About this task = Restate all of the data below word for word.

Records from a data collection =
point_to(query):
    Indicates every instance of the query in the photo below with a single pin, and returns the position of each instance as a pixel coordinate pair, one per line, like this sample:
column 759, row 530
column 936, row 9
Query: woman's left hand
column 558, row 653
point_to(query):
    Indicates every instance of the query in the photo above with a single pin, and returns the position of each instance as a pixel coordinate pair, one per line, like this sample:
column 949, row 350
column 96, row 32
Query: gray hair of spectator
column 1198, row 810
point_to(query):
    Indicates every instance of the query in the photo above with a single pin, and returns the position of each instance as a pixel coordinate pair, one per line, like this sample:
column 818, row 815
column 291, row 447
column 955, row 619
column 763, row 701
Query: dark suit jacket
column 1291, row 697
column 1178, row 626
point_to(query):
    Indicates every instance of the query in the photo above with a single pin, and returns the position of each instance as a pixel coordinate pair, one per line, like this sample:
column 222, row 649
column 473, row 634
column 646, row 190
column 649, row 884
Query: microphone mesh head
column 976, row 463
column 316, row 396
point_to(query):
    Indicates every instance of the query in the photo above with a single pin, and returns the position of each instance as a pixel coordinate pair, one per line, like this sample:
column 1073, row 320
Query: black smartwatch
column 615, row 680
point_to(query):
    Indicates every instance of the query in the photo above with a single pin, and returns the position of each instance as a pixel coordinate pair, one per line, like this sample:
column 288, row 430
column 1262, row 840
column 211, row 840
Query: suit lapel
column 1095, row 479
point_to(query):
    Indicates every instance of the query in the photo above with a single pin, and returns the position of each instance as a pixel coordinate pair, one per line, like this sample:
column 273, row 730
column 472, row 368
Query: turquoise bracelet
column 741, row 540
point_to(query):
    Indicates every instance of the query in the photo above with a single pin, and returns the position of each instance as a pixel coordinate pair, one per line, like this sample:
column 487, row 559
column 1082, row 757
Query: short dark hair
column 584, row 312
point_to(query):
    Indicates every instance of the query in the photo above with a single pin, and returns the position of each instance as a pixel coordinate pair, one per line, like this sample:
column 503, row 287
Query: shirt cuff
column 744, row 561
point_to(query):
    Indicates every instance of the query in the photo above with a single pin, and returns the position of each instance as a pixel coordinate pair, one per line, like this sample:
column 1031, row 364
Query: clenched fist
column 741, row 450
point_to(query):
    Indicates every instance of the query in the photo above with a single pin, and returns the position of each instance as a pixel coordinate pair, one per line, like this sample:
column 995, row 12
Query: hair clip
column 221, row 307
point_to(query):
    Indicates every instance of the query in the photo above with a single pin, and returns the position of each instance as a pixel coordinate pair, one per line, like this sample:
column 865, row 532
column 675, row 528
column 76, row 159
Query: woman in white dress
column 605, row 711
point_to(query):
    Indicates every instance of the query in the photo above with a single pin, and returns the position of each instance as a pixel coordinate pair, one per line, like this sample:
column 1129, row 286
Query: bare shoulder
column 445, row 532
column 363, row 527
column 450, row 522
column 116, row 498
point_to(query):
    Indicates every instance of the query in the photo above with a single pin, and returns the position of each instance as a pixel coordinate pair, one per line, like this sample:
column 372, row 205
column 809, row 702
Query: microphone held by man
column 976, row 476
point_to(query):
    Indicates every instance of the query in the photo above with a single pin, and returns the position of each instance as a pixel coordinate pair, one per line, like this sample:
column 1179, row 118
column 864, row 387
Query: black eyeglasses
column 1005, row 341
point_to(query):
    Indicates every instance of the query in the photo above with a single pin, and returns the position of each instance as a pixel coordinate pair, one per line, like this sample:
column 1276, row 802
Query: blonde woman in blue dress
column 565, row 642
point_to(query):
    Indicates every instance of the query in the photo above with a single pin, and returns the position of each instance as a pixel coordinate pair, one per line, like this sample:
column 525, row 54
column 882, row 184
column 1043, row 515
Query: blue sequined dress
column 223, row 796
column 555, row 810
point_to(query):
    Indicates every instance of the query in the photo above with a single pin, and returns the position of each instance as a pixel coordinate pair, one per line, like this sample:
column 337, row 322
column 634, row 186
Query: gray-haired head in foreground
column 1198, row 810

Response to this task =
point_to(query):
    Indicates every instance of the query in the photo below with a single pin, and returns the position of each instance as a pixel coordinate pair, one per line, like this sample:
column 759, row 530
column 936, row 9
Query: woman's left hand
column 558, row 653
point_to(query):
    Indicates every instance of the query in the photo above with a single pin, and returns the position of each instance as a pixel coordinate pair, one per line, like this sample:
column 949, row 350
column 96, row 32
Query: gray hair of spectator
column 1198, row 810
point_to(query):
    Indicates every instance of the query in the photo above with a single pin, and returns the position of each instance as a pixel coordinate pair, one per line, like this sample:
column 818, row 815
column 291, row 447
column 955, row 619
column 763, row 701
Query: dark suit jacket
column 1291, row 697
column 1178, row 626
point_to(query):
    Indicates every instance of the query in the photo above with a single pin, and returns the position of each instance as a pixel coordinate pair, one per line, like this sample:
column 222, row 649
column 473, row 634
column 646, row 190
column 649, row 884
Query: microphone mesh head
column 976, row 463
column 316, row 396
point_to(query):
    Indicates every instance of the query in the photo above with a single pin, and returns the position of each instance as a pixel coordinate pair, one per line, like this sample:
column 1073, row 320
Query: black smartwatch
column 615, row 680
point_to(query):
    Indicates every instance of the query in the photo above with a single pin, and returns the position of each instance as a pixel coordinate pair, one per line, like this sample:
column 288, row 430
column 1262, row 840
column 211, row 840
Query: suit lapel
column 1095, row 479
point_to(query):
    Indicates every instance of the query in the photo above with a single pin, and returns the position of each instance as a pixel coordinate pair, one per line, like this sample:
column 273, row 730
column 472, row 368
Query: turquoise bracelet
column 741, row 540
point_to(query):
    Indicates every instance of the query in the photo above with a single pin, and returns the position of each instance as a pixel coordinate pair, one per line, like this sample:
column 487, row 559
column 1082, row 757
Query: short dark hair
column 584, row 312
point_to(query):
    Indicates every instance of the query in the photo above with a single pin, and returns the position of each instance as a pixel coordinate pair, one per line, like this sample:
column 503, row 287
Query: shirt cuff
column 744, row 561
point_to(query):
    Indicates every instance of the query in the photo above with a single pin, and returns the position of each instance as a pixel coordinate pair, one per line, like this sample:
column 1031, row 364
Query: clenched fist
column 741, row 450
point_to(query):
    Indicates every instance of the query in the photo above with a single pin, and returns the position of each instance as a pixel coordinate pair, one per line, like this sample:
column 995, row 12
Query: hair clip
column 221, row 307
point_to(query):
    Indicates every instance of the query in the photo above with a single pin, and returns the position of each instance as a pixel coordinate pair, one per line, like this sample:
column 865, row 532
column 675, row 528
column 76, row 159
Query: woman in white dress
column 605, row 711
point_to(query):
    Indicates every instance of the query in the photo above with a single pin, and returns the position of each instance as a pixel coordinate pair, one per line, like this sample:
column 1129, row 286
Query: bare shoulder
column 445, row 532
column 363, row 527
column 450, row 522
column 116, row 498
point_to(query):
    Indicates every instance of the query in the photo above with a single pin, and returns the position of each instance as a pixel coordinate pair, one per line, like this sample:
column 372, row 205
column 809, row 702
Query: microphone held by man
column 976, row 476
point_to(query):
    Indicates every instance of the query in the photo above with a single pin, and returns the position of each instance as a pixel coordinate pair, one per line, like this sample:
column 1179, row 118
column 864, row 387
Query: black eyeglasses
column 1005, row 341
point_to(query):
    Indicates every instance of the query in the photo above with a single pin, and returns the position of each instance as a pixel coordinate pair, one per line, like this sample:
column 1276, row 802
Query: blonde woman in blue dress
column 565, row 642
point_to(query):
    Indicates every instance of the query in the photo above with a single pin, and returns the position of each instance as a pixel coordinate pair, one per line, like this sample:
column 525, row 54
column 882, row 184
column 1043, row 515
Query: blue sequined dress
column 223, row 796
column 555, row 810
point_to(query):
    Indicates every instance of the query in the photo above with a single pin, and returns the position of each instance as a pixel coordinate pair, one per line, like this sample:
column 337, row 322
column 634, row 186
Query: gray-haired head in foreground
column 1198, row 810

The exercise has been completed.